### Data section
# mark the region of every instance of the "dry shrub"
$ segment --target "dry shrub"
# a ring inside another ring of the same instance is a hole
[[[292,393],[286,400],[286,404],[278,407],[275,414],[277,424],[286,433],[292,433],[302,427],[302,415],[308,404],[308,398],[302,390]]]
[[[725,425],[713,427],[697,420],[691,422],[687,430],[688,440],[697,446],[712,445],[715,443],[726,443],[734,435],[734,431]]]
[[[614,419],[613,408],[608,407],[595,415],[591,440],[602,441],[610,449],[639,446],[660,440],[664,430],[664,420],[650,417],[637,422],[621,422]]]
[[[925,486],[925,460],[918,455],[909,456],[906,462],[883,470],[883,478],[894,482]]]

### Problem to work on
Convert every line of the entries above into a Markdown table with the columns No. and Text, numbering the rows and leaving out any blank lines.

### Answer to the exercise
| No. | Text |
|---|---|
| 1 | # mark the region of every instance of the "dry shrub" |
| 2 | $ segment --target "dry shrub" |
| 3 | # a ring inside another ring of the same instance is a hole |
| 4 | [[[292,393],[286,400],[286,404],[278,407],[275,414],[277,424],[286,433],[292,433],[302,427],[302,415],[308,404],[308,398],[302,390]]] |
| 5 | [[[725,425],[713,427],[697,420],[691,422],[687,430],[688,440],[697,446],[712,445],[715,443],[726,443],[734,435],[734,431]]] |
| 6 | [[[614,419],[613,408],[608,407],[595,415],[591,440],[602,441],[610,449],[639,446],[660,440],[664,430],[664,420],[650,417],[637,422],[621,422]]] |
| 7 | [[[925,486],[925,460],[918,455],[909,456],[906,462],[883,470],[883,478],[894,482]]] |